start Entries provided

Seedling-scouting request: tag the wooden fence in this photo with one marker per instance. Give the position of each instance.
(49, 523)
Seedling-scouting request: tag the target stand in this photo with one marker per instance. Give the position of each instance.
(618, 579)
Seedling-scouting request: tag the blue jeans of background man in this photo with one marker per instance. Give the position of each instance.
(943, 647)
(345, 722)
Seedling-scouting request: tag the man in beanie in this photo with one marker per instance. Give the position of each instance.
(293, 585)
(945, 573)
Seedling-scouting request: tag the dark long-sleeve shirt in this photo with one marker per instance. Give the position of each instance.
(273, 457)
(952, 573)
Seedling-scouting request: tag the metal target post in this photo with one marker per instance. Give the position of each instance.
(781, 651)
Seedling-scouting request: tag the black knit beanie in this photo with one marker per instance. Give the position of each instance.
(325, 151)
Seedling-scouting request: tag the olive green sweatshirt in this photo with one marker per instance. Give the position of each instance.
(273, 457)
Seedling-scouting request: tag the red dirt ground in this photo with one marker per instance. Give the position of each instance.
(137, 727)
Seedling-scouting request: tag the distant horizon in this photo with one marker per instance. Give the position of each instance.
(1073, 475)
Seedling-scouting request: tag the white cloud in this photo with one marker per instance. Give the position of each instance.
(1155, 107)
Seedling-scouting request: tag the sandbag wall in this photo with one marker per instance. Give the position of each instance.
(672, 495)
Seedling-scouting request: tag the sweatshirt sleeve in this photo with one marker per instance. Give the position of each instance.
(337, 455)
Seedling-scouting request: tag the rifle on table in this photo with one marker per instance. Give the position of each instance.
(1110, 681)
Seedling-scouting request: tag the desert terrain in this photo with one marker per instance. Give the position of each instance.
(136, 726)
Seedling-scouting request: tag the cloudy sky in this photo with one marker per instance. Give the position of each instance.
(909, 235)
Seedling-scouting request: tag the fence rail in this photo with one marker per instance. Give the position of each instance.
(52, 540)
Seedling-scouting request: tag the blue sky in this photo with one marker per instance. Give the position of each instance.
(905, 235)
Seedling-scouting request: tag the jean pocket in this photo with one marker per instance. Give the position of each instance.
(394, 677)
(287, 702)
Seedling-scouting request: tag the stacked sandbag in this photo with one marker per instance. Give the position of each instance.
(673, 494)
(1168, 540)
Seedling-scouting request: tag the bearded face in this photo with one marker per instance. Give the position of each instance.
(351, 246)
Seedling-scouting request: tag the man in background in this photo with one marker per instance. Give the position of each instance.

end Entries provided

- [What you will do] Every line of the records above needs to be given again exactly.

- [Correct output]
Seedling-scouting request: tag the wooden fence in this photo with one marker per instance. Give the position of each instance.
(49, 523)
Seedling-scouting request: tag the target stand in this photo with one marker per instance. Give the position of each instance.
(618, 579)
Seedling-scouting request: tag the blue jeans of background man in this photo with one marker per instance. Give the position of each instance.
(943, 647)
(345, 722)
Seedling-scouting request: tag the man in beanie in this photo with one marker per instance. Give the position of each instance.
(293, 585)
(945, 573)
Seedling-scouting request: tag the dark long-sleeve shirt in this photo with one marker per instance. Give the position of each instance.
(273, 457)
(952, 573)
Seedling-scouting request: tag the metal target post in this photo with one marker per instance. Give the position of each instance.
(781, 651)
Seedling-scouting request: tag the black knit beanie in this photo with one marker per instance. Give the position of each instance.
(325, 151)
Seedling-scouting request: tag the olive green sweatshirt in this photo with one marker per instance. Give the position of each instance.
(273, 457)
Seedling-scouting request: tag the red dirt ground in this photo with one marker per instance. Give the position of each instance.
(137, 727)
Seedling-scouting request: tag the distant horizon in this photo with one marker per instance. Give the position of each instance.
(1073, 475)
Seedling-scouting request: tag the white cloud in this photo with one marker per instance. Give the position of each instance.
(1155, 107)
Seedling-scouting request: tag the sandbag wall in this photo with one marker per instance. Give the position of each instance.
(672, 495)
Seedling-scouting request: tag the sweatshirt sleeve in this photo with one marker per instance. Give the position of each instance.
(337, 455)
Seedling-scouting request: tag the rifle on table in this photo with one marker per instance. Give the position of each instance.
(1110, 681)
Seedling-scouting request: tag the desert terrain in this photo with one marker per instance. Give the position of each instance.
(136, 726)
Seedling-scouting request: tag the cloudy sky in this photo with one marker per instance. Give the position of each instance.
(909, 235)
Seedling-scouting request: tag the fence rail in this photo with one marker per instance. Give the position of each instance.
(52, 540)
Seedling-scouting request: tag the blue sky in this photo with one marker per instance. Give the position of each instance.
(905, 235)
Seedling-scouting request: tag the jean pocket in this photo with one marker per instance. Give the position of each instance.
(394, 677)
(287, 702)
Seedling-scouting request: tag the stacked sandbag in this photo with one marker per instance. Give the position of each instance.
(673, 494)
(1168, 540)
Seedling-scouting request: tag the bearded face in this photo with one marker per instance. Give the position of each instance.
(351, 246)
Seedling-scouting request: tag the man in background in this photo with one marker per instance. Give the position of each instance.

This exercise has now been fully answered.